— Start Document extract —

This Cell features the older form for deriving the single property stacked columns; this has been superceded by use of property builder function (above) but as this doesn't use a loop this can likely be optimised further (see commented out section).

### Also need to work in use of list/dict for going through all properties automatically. 

In [None]:
# # # # # # THIS FUNCTION GETS AROUND THE ISSUE OF FINDING MULTIPLE 40 CHANNEL LENGTHS # # # # #
# # # # # # # # # # # # # # # # ...NEED TO PUT INTO A LOOP...  # # # # # # # # # # # # # 

def seek(df, *words):  #1
    """
    Return a sub-DataFrame of those rows whose Name column match all the words.
    EXAMPLE USAGE: Mobs1 = seek(kdf, 'OTFT_MOBILITY','subsite1')['Val/Col'].values
    """
    spam = kdf[np.logical_and.reduce([kdf['Key'].str.contains(word) for word in words])]
    return spam['Val/Col'].values

# # # # # # # # # # # # # # # # # # # # # # # # # # # # # # # # # # # # # # # # # # # # # # # #


#def propertybuilder(itemAsAString, searchterm, column):
#    column = []
#    for i in range(1,5):
#        item_i= pd.DataFrame(seek(kdf, searchterm, 'subsite%d' % i))
#    column = pd.concat([item_1, item_2, item_3, item_4], axis=0, ignore_index = True)
#    column.columns = [itemAsAString]
#    return column

## until bother writing into loop or defining a function, just do for each subsite as such:

Mobs_1 = pd.DataFrame(seek(kdf, 'OTFT_MOBILITY','subsite1'))
Mobs_2 = pd.DataFrame(seek(kdf, 'OTFT_MOBILITY','subsite2'))
Mobs_3 = pd.DataFrame(seek(kdf, 'OTFT_MOBILITY','subsite3'))
Mobs_4 = pd.DataFrame(seek(kdf, 'OTFT_MOBILITY','subsite4'))
allMobs = pd.concat([Mobs1, Mobs2, Mobs3, Mobs4], axis=0, ignore_index = True)
allMobs.columns = ['Mobilities']

IONOFF1 = pd.DataFrame(seek(kdf, 'IONOFF','subsite1'))

— End Document extract —
— Start Entries provided —

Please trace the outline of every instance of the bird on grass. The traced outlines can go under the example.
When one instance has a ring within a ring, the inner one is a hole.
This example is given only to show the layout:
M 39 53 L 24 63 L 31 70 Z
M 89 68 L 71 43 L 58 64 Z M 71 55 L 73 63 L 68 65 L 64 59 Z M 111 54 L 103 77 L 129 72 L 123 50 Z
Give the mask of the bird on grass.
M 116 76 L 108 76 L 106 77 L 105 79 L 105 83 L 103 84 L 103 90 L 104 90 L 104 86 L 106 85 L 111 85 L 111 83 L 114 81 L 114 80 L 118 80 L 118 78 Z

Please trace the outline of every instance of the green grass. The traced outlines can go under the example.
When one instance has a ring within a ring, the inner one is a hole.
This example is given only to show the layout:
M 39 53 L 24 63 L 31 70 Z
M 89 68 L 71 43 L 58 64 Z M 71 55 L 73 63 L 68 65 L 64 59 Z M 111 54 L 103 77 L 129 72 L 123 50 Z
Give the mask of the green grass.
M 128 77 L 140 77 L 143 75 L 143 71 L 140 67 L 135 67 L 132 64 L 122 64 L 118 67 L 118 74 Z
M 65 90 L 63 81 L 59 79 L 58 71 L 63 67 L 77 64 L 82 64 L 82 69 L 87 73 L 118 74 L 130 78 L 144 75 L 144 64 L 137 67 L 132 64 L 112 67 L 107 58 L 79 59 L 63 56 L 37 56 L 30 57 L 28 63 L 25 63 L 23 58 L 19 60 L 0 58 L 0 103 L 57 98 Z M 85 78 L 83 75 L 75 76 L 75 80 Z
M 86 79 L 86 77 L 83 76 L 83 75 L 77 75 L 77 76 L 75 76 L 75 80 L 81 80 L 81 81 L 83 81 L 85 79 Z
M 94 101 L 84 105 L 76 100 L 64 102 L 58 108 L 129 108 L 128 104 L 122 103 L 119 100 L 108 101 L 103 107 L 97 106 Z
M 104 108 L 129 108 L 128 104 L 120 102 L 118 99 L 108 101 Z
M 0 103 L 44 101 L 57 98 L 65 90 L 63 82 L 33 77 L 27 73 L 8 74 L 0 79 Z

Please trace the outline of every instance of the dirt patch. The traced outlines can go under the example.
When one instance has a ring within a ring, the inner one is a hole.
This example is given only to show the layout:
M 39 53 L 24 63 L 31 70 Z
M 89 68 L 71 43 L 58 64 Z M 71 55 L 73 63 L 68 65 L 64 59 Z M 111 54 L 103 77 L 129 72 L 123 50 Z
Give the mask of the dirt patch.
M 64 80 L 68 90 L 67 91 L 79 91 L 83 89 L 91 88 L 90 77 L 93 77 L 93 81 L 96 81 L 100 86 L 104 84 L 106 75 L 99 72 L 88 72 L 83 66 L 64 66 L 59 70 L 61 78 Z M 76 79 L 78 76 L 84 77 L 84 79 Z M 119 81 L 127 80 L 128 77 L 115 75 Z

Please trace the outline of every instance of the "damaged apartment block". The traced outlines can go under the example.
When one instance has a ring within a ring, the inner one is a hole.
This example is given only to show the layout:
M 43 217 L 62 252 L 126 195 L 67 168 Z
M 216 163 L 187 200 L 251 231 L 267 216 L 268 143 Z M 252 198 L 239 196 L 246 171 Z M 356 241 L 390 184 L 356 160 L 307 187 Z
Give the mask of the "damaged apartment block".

— End Entries provided —

• **Exercise requirements**:
[a] Please check each statement against the notebook cell and answer yes or no, quoting the words of the notebook cell that decide it: (i) the older form in the notebook cell has been replaced by the property builder function; (ii) the combined mobility values get the column name 'Mobilities'; (iii) the notebook cell already goes through all properties automatically with a list or dict.
[b] Summarize the notebook cell in two sentences.

• **Responses for each task**:
[a]
(i) Yes: "this has been superceded by use of property builder function (above)"
(ii) Yes: "allMobs.columns = ['Mobilities']"
(iii) No: "Also need to work in use of list/dict for going through all properties automatically."

[b] The notebook cell keeps an older way of deriving single-property stacked columns, which a property builder function has since superseded, and it notes that a list or dict still needs to be worked in to go through all properties automatically. It defines a seek function that returns the 'Val/Col' values of rows whose Key contains all the given words, builds the OTFT_MOBILITY frames for subsites 1 to 4 one by one, concatenates mobility frames into a single column named 'Mobilities', and begins the same for IONOFF.